■ Exercise goal
The answer must be every entry, given again word for word.

■ Records shown
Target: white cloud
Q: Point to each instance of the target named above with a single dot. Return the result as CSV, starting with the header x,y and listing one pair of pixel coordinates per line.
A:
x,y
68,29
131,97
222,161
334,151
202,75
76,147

■ Task response
Target: white cloud
Q: Point to each instance of the target named above with a single dot. Return the result as CSV, starting with the header x,y and listing one pair of pixel coordinates per line.
A:
x,y
68,29
131,97
222,161
334,151
202,75
76,147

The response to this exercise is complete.